## Job:
Count the lines in the listing below that contain the string "glow", with case counting, and give only that number.

Position annotation records:
=======

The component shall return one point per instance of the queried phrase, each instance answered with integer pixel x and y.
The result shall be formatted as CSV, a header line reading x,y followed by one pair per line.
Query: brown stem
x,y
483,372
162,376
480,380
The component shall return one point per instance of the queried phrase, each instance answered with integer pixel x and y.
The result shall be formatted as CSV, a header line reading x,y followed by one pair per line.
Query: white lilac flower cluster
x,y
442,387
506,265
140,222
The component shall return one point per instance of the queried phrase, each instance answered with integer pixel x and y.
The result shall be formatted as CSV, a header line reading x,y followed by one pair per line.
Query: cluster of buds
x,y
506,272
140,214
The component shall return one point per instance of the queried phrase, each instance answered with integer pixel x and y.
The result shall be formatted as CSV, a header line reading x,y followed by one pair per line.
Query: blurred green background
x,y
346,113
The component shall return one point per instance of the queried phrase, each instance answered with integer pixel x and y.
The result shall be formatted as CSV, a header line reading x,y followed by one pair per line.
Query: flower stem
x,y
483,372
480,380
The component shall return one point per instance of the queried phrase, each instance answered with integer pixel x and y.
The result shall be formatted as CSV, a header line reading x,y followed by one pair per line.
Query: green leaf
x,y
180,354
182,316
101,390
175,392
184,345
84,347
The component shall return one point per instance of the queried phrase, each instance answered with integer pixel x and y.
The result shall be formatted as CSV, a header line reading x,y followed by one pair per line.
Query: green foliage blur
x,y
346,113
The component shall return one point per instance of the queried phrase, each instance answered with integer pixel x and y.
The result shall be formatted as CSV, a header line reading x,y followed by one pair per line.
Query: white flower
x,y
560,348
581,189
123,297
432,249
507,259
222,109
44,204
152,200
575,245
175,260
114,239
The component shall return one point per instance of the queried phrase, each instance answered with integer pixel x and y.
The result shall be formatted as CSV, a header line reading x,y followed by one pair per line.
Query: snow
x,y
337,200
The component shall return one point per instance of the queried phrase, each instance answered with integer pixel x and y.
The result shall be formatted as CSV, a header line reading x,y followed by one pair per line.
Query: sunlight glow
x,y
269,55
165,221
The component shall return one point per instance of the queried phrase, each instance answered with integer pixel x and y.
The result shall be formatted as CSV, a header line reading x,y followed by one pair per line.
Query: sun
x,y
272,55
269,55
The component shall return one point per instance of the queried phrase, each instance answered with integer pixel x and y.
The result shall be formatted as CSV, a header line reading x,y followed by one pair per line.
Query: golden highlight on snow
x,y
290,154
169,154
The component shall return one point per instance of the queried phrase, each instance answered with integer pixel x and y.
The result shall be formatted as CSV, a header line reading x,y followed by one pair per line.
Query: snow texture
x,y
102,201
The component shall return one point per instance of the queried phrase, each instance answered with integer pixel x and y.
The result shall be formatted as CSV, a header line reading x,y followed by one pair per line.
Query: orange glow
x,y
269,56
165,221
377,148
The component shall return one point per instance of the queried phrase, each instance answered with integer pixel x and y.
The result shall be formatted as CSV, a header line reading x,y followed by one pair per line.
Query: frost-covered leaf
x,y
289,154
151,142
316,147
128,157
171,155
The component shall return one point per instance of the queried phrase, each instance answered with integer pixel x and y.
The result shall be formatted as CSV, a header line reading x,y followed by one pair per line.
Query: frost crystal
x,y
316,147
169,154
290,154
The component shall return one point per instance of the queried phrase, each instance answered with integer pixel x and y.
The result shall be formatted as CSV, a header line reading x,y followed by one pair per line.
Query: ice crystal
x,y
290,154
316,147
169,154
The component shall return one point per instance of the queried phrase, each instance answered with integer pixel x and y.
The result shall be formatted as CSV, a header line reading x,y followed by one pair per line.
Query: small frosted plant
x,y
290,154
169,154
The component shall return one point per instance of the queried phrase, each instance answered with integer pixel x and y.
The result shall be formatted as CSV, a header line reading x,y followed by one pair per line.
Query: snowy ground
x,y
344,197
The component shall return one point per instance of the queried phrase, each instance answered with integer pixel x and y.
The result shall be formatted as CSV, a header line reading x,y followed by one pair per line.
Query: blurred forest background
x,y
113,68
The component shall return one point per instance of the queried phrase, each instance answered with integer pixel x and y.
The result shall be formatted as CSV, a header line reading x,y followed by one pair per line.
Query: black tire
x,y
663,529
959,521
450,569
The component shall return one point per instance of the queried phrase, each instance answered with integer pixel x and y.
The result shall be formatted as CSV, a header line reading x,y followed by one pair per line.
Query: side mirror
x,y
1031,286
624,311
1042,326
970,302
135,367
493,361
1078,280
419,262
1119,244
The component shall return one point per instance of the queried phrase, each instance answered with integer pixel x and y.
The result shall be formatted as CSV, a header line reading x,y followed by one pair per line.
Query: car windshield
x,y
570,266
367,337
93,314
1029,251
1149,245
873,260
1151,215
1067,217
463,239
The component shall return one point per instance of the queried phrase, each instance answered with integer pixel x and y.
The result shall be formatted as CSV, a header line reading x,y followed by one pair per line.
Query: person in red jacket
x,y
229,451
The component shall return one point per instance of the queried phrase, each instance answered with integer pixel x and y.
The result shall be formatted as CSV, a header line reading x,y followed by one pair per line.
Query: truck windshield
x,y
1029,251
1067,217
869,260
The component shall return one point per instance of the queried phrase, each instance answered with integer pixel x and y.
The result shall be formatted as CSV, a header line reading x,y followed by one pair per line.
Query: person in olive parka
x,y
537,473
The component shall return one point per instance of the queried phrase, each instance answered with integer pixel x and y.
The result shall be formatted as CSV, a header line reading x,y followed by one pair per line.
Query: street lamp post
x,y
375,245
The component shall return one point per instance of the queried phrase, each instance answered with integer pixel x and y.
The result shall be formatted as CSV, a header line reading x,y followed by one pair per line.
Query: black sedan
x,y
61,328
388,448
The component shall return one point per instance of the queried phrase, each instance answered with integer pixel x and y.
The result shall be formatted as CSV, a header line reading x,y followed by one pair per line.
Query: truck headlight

=======

## Reply to the exercise:
2